- **Task objective**
Start at the line containing "Note: in this practice we tag every instance of the navy" and transcribe every line exactly through the end of the records below, and only those lines.

------------------------------------------------

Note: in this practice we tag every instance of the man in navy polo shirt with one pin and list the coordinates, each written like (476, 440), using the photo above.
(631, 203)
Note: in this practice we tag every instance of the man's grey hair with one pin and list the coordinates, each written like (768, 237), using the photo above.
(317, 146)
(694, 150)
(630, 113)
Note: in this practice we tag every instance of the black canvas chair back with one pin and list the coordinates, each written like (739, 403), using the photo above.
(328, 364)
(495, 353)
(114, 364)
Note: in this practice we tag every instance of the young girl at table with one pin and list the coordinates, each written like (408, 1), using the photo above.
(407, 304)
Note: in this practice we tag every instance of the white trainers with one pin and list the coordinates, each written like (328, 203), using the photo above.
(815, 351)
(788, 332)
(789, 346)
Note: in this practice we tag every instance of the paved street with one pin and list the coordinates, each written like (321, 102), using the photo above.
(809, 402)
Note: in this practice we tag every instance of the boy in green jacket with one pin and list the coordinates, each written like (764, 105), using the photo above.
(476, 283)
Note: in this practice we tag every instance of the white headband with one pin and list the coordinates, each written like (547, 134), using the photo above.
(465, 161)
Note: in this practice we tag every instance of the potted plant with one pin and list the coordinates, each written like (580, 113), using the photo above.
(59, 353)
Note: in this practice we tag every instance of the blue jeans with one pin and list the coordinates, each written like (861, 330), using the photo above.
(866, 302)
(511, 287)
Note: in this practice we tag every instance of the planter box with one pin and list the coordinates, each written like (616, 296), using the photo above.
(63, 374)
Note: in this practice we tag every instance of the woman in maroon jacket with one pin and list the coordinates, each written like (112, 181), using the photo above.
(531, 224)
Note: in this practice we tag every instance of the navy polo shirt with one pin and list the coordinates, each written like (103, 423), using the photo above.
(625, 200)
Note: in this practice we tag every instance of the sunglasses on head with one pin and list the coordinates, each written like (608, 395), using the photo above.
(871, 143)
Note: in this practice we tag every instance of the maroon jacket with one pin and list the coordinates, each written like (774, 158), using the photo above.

------------------------------------------------

- **Worked answer**
Note: in this practice we tag every instance of the navy polo shirt with one pin and list the coordinates, each written like (103, 423), using the photo above.
(625, 200)
Note: in this practice we tag every instance of the sunglasses on head with one pin and list the coordinates, each written like (608, 395), using the photo above.
(871, 143)
Note: in this practice we tag every instance of the maroon jacket with one pin and list the coordinates, each written like (774, 158), using the photo above.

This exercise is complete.